While it is general and common knowledge that one should not tan until the skin looks like a pumpkin, all across America’s suburbs there is an increase of lobster moms. Lobster moms is a blanket term for the new generation of “Desperate Housewives” styled women who have nothing to do all day but have affair with the pool boy, watch tv, drive the kids around and then nag their husbands. Oh, and somewhere in all the busy schedule, they tan.
Melanin is a naturally occurring substance of the human body. The amount of melanin in the skin determines the general color of the skin. People of African heritage tend to have a high amount of melanin that manifests in their outer ingument, while the cascade of scales leads to Caucasians who have a more pure and white appearance due to decreased melocytes producing the staining pigment.
Evolutionists claim that the skin tone phenomenon is the result of evolution and natural selection, blacks being from sunny regions where it was necessary to ‘magically’ evolve an ability to hide from the Sun’s ultraviolet radiation, like a chameleon. We all know this mumbo-jumbo is as belieable as the X-men comic strips.

--------------------------------

=== Check your understanding ===
1. Answer these questions using the passage on tanning and skin color.
(a) What term does the passage use for the new generation of "Desperate Housewives" styled women?
(b) What does the amount of melanin in the skin determine?
(c) What do evolutionists claim the skin tone phenomenon is the result of?
2. Write the next part of the passage on tanning and skin color, starting right after its last sentence.

[Stored data entries]
--------------------------------

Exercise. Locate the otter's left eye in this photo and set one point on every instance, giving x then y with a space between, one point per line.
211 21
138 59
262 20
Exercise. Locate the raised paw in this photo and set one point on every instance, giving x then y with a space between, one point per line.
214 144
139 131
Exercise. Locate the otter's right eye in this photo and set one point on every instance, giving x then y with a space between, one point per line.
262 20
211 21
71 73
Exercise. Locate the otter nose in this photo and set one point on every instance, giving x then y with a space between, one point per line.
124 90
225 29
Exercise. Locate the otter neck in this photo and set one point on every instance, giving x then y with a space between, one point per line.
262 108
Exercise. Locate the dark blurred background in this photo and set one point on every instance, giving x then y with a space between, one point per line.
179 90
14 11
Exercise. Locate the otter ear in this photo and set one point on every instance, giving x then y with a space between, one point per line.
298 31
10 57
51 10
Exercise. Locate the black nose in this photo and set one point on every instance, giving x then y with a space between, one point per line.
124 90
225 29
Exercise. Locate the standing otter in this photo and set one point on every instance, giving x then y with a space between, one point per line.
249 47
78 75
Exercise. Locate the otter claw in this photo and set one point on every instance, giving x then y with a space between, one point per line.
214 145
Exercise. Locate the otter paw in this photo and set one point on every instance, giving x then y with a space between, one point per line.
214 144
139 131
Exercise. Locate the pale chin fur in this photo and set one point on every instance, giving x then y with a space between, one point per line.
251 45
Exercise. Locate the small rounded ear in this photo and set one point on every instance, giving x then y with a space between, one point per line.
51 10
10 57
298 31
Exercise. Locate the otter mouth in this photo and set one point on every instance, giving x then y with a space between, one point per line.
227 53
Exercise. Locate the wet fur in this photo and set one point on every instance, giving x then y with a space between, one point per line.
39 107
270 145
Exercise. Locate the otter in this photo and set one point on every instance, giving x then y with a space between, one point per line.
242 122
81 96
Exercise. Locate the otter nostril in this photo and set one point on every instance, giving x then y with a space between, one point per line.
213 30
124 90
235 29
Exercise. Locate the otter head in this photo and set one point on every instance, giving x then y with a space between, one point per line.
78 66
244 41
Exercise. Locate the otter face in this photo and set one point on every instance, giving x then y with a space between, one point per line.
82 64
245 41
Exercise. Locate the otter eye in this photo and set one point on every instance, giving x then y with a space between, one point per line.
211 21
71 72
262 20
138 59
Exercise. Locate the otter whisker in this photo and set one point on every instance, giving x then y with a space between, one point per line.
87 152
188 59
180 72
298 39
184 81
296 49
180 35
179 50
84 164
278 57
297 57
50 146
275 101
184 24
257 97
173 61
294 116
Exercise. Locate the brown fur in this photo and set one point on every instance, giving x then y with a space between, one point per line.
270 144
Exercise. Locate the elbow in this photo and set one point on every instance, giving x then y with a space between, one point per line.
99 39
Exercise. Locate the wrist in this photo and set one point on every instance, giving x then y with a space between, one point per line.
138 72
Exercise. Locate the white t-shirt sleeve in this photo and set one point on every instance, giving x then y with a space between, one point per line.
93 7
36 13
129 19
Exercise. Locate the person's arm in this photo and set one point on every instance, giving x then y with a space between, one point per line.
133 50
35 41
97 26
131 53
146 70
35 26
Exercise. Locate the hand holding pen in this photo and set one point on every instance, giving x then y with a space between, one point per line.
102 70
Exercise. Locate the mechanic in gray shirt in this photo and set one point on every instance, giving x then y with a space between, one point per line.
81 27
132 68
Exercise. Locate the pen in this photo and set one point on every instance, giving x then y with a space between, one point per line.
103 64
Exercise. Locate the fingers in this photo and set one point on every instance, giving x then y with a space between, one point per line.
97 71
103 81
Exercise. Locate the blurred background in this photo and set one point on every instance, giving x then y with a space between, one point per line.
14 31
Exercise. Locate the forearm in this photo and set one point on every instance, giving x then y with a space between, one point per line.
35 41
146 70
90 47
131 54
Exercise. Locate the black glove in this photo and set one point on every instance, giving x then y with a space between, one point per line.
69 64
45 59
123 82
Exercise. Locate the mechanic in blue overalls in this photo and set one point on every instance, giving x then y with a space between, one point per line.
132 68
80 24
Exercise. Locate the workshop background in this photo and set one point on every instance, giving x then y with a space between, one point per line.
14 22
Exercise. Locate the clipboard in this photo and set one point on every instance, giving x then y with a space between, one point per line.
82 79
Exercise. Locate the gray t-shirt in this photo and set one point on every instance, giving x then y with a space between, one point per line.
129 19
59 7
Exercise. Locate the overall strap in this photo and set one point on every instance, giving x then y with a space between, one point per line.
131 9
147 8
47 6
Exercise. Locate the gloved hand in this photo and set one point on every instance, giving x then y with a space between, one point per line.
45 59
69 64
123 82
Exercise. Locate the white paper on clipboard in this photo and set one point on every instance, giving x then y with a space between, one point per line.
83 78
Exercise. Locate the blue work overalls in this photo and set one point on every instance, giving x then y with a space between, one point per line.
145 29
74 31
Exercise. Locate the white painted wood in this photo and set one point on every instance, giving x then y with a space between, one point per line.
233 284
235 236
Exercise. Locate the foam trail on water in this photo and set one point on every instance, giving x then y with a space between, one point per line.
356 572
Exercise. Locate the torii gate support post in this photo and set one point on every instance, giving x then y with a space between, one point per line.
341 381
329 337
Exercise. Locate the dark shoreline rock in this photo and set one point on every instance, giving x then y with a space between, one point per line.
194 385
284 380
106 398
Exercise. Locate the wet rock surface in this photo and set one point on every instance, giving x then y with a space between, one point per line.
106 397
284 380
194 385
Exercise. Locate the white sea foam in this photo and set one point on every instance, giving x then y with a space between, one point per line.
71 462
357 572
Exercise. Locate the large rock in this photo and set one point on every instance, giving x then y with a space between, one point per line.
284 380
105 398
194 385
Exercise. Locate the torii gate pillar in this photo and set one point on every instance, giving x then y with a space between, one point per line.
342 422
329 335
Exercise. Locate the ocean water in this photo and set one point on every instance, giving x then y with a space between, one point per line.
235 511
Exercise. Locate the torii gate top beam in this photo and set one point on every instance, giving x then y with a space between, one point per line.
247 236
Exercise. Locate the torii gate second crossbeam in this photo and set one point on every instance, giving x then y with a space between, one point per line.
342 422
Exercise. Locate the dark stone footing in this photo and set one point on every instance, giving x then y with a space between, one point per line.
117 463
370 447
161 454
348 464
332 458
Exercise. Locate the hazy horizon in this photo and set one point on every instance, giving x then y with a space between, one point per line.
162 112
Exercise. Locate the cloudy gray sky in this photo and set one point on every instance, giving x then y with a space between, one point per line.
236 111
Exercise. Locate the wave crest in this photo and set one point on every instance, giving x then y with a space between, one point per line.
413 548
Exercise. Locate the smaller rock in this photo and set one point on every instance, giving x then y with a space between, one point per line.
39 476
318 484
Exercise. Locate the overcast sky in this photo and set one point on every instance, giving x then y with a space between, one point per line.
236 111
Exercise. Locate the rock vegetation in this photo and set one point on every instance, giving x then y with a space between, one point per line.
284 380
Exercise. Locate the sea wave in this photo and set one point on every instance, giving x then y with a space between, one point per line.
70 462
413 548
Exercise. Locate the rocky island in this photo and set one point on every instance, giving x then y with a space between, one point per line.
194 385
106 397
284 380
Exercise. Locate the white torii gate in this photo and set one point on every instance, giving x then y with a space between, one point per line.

--------------------------------

=== Responses in order ===
1.
(a) Lobster moms
(b) The general color of the skin
(c) Evolution and natural selection

2.
The Bible tells the story of Ham and how he was cursed and therefore had a darker skin placed upon him and his genetic offspring. Eventually the sins of Ham where mixed with the children of no sin, who were left the snow-white original color of God’s own fashion. When this occurred we got: Chinese, Asians, Mexicans and so forth.
So why people are now trying to play God and alter their skin tone’s phenotypic plasticity is a mystery unto me. I’m just going to say that if you are a lobster moms, you may need some psychological counseling. Looking like a hermit lobster crab is not very appetizing. You look like an Oompa Loompa, not some perfectly golden Pam Anderson splashing down a Malibu Beach before she caught Hep C for dating a rock and roll star.